• **DATA UNDER STUDY**:
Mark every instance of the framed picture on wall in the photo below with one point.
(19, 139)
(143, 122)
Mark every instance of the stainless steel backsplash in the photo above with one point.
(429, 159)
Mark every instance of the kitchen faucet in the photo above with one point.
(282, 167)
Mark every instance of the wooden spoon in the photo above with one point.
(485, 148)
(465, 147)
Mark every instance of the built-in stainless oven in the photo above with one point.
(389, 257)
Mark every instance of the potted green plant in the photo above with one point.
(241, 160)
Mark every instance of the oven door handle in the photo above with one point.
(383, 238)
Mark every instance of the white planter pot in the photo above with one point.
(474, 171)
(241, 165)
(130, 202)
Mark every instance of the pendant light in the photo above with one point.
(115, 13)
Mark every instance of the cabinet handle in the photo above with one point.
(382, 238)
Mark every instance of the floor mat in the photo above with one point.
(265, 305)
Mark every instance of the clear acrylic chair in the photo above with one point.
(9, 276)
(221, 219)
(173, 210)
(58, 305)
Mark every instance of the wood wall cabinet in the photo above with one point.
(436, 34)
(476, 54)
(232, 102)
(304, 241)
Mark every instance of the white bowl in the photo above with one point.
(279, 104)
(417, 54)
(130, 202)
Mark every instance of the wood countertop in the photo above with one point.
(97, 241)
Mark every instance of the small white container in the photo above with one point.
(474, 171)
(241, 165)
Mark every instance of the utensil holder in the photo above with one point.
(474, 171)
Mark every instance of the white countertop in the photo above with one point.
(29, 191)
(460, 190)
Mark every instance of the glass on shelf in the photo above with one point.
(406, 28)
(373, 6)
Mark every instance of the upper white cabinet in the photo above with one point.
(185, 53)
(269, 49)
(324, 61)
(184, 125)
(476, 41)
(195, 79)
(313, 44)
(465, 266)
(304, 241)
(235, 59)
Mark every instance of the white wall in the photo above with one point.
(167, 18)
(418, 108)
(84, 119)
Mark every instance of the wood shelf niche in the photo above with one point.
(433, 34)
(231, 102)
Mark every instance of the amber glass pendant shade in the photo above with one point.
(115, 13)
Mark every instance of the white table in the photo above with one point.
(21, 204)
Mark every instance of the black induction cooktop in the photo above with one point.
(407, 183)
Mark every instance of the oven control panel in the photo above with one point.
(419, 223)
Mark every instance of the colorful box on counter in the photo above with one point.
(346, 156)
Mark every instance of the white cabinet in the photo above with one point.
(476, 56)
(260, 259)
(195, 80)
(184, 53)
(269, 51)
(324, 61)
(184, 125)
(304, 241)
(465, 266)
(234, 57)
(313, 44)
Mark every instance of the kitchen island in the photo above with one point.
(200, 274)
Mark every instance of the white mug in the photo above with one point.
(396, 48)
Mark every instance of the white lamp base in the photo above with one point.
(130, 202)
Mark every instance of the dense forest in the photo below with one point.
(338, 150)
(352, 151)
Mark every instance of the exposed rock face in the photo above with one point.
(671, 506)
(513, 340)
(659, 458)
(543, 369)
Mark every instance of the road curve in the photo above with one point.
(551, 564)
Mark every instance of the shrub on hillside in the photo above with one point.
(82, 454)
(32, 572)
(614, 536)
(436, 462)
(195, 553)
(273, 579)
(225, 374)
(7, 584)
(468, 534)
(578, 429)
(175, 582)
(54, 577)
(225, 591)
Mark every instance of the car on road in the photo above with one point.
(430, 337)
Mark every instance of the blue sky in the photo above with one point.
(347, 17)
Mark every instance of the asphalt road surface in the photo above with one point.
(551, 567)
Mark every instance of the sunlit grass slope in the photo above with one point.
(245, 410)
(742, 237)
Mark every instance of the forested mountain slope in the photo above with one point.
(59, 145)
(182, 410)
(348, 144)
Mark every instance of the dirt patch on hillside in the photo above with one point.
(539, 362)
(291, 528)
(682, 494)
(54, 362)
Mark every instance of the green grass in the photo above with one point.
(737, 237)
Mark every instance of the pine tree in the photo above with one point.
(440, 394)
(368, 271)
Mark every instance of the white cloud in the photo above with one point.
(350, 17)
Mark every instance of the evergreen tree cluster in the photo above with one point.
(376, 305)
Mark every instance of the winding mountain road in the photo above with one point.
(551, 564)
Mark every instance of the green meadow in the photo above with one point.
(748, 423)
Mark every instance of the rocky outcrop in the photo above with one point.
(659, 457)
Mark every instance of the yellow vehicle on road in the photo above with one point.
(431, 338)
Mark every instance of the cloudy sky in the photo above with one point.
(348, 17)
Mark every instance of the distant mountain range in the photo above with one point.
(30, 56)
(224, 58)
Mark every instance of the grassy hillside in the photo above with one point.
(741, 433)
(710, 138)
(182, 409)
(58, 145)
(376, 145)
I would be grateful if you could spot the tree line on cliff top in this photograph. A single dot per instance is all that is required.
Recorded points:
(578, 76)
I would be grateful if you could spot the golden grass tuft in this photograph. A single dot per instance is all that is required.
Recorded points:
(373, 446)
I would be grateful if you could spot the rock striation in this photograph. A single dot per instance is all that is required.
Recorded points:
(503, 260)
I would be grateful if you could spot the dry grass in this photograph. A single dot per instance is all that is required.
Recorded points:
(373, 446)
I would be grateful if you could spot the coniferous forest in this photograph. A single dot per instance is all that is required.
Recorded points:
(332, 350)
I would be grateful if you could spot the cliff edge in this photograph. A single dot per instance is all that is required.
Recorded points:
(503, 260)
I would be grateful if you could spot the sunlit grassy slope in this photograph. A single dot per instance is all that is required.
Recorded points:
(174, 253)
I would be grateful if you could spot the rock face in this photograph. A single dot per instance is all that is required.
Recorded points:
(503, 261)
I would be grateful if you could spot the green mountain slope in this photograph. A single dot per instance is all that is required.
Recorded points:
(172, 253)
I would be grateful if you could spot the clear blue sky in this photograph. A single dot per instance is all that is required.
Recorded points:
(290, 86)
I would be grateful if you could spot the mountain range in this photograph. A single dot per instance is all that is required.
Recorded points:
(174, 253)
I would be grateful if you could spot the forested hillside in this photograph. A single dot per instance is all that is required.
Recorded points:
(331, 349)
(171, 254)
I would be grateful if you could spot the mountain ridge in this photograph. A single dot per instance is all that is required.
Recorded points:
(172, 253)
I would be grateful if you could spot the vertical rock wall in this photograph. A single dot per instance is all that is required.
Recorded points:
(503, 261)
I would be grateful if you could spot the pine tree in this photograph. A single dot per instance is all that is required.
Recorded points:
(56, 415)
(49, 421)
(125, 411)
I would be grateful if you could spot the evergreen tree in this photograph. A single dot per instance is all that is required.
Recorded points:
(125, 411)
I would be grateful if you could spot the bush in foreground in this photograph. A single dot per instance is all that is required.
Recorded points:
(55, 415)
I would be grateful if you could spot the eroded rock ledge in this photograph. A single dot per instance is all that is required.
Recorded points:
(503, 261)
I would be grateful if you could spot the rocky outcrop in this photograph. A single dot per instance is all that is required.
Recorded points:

• **TO DO**:
Print out each line of the data exactly.

• **ANSWER SECTION**:
Mark every instance of the framed picture on wall in the photo below with one point.
(19, 139)
(143, 122)
Mark every instance of the stainless steel backsplash in the photo above with one point.
(429, 159)
Mark every instance of the kitchen faucet in the photo above with one point.
(282, 167)
Mark every instance of the wooden spoon in the photo above with one point.
(485, 148)
(465, 147)
Mark every instance of the built-in stainless oven in the photo above with one point.
(389, 257)
Mark every instance of the potted green plant in the photo above with one point.
(241, 160)
Mark every instance of the oven door handle in the photo above with one point.
(383, 238)
Mark every instance of the white planter pot in the photo above with one point.
(474, 171)
(241, 165)
(130, 202)
Mark every instance of the pendant light in the photo above with one point.
(115, 13)
Mark every instance of the cabinet handle in the photo above with one point.
(382, 238)
Mark every instance of the floor mat in the photo above with one point.
(265, 305)
Mark every instance of the clear acrylic chair in the photo above with one point.
(9, 276)
(221, 219)
(173, 210)
(58, 305)
Mark every instance of the wood wall cabinet in the photo above with one point.
(436, 34)
(476, 54)
(232, 102)
(304, 241)
Mark every instance of the white bowl in the photo above with one point.
(279, 104)
(417, 54)
(130, 202)
Mark every instance of the wood countertop in the photo above with one point.
(97, 241)
Mark every instance of the small white container in the photo above with one point.
(474, 171)
(241, 165)
Mark every instance of the utensil holder in the photo above with one point.
(474, 171)
Mark every instance of the white countertop in the photo above with one point.
(29, 191)
(460, 190)
Mark every instance of the glass on shelf in the photo above with one point.
(406, 28)
(373, 6)
Mark every instance of the upper white cabinet in the photo above with one point.
(185, 53)
(269, 49)
(324, 61)
(184, 125)
(476, 41)
(195, 79)
(313, 44)
(465, 266)
(304, 241)
(235, 59)
Mark every instance of the white wall in the photo above with one point.
(167, 18)
(418, 108)
(84, 119)
Mark every instance of the wood shelf niche in the photo above with one point.
(433, 34)
(231, 102)
Mark every instance of the amber glass pendant shade in the photo above with one point.
(115, 13)
Mark every instance of the white table in the photo above with one point.
(21, 204)
Mark every instance of the black induction cooktop in the photo above with one point.
(407, 183)
Mark every instance of the oven control panel in the photo above with one point.
(419, 223)
Mark every instance of the colorful box on counter in the photo above with one point.
(346, 156)
Mark every instance of the white cabinet in the photo above with one point.
(476, 56)
(260, 259)
(195, 80)
(184, 53)
(269, 51)
(324, 61)
(184, 125)
(304, 241)
(465, 266)
(234, 57)
(313, 44)
Mark every instance of the kitchen island in the photo above with one point.
(200, 274)
Mark every instance of the white mug in the photo above with one point.
(396, 48)
Mark every instance of the white lamp base in the photo above with one point.
(130, 202)
Mark every instance of the dense forest in the photo below with one point.
(338, 150)
(352, 151)
Mark every instance of the exposed rock face in the photo above with one point.
(671, 506)
(513, 340)
(659, 458)
(543, 369)
Mark every instance of the road curve in the photo above with one point.
(551, 564)
Mark every instance of the shrub on hillside in the photo above with one point.
(82, 454)
(32, 572)
(614, 536)
(436, 462)
(195, 553)
(273, 579)
(225, 374)
(7, 584)
(468, 534)
(578, 429)
(175, 582)
(54, 577)
(225, 591)
Mark every instance of the car on road in the photo above with one point.
(430, 337)
Mark every instance of the blue sky in the photo above with one point.
(347, 17)
Mark every instance of the asphalt road surface in the photo above with one point.
(551, 567)
Mark every instance of the sunlit grass slope in the photo above with one point.
(245, 410)
(742, 237)
Mark every instance of the forested mountain slope in the photo above with one point.
(59, 145)
(182, 410)
(348, 144)
Mark every instance of the dirt patch on hillside in the photo above with one point.
(539, 362)
(291, 528)
(682, 494)
(54, 362)
Mark every instance of the green grass in the photo above with one point.
(737, 237)
Mark every instance of the pine tree in the photo above with one point.
(440, 394)
(368, 271)
Mark every instance of the white cloud in the photo above with one point.
(350, 17)
Mark every instance of the evergreen tree cluster in the photo above with one point.
(376, 305)
Mark every instance of the winding mountain road in the photo above with one point.
(551, 564)
Mark every instance of the green meadow in the photo above with one point.
(748, 423)
Mark every instance of the rocky outcrop in the photo above with one point.
(659, 457)
Mark every instance of the yellow vehicle on road in the photo above with one point.
(431, 338)
Mark every instance of the cloudy sky in the photo above with one point.
(348, 17)
Mark every instance of the distant mountain range in the photo above with one point.
(30, 56)
(224, 58)
Mark every instance of the grassy hillside in the photo above with one point.
(741, 433)
(710, 138)
(182, 409)
(58, 145)
(376, 145)
I would be grateful if you could spot the tree line on cliff top in this photograph. A single dot per instance is all that is required.
Recorded points:
(578, 76)
I would be grateful if you could spot the golden grass tuft in this photograph. A single dot per instance is all that is required.
Recorded points:
(373, 446)
I would be grateful if you could spot the rock striation in this photograph. A single dot per instance is all that is required.
Recorded points:
(503, 260)
I would be grateful if you could spot the dry grass in this photograph. A single dot per instance is all that is required.
Recorded points:
(373, 446)
I would be grateful if you could spot the coniferous forest in this photograph. A single dot per instance is all that is required.
Recorded points:
(332, 350)
I would be grateful if you could spot the cliff edge in this photograph. A single dot per instance is all that is required.
Recorded points:
(503, 260)
I would be grateful if you could spot the sunlit grassy slope in this photograph. A single dot per instance is all that is required.
Recorded points:
(174, 253)
I would be grateful if you could spot the rock face in this photograph. A single dot per instance is all that is required.
Recorded points:
(503, 261)
I would be grateful if you could spot the green mountain slope in this photograph. A single dot per instance is all that is required.
Recorded points:
(172, 253)
I would be grateful if you could spot the clear blue sky in this photograph. A single dot per instance is all that is required.
Recorded points:
(290, 86)
I would be grateful if you could spot the mountain range in this photograph. A single dot per instance is all that is required.
Recorded points:
(174, 253)
I would be grateful if you could spot the forested hillside in this photograph. A single dot per instance is all that is required.
Recorded points:
(331, 349)
(171, 254)
I would be grateful if you could spot the mountain ridge in this photograph. A single dot per instance is all that is required.
Recorded points:
(172, 253)
I would be grateful if you could spot the vertical rock wall in this photograph. A single dot per instance is all that is required.
Recorded points:
(503, 261)
I would be grateful if you could spot the pine tree in this photograph. A single dot per instance is all that is required.
Recorded points:
(56, 415)
(49, 421)
(125, 411)
I would be grateful if you could spot the evergreen tree in this photograph. A single dot per instance is all that is required.
Recorded points:
(125, 411)
I would be grateful if you could spot the bush in foreground in this photograph. A single dot per instance is all that is required.
Recorded points:
(55, 415)
I would be grateful if you could spot the eroded rock ledge in this photograph. A single dot per instance is all that is required.
Recorded points:
(503, 261)
I would be grateful if you could spot the rocky outcrop in this photograph. A single dot per instance is all that is required.
Recorded points:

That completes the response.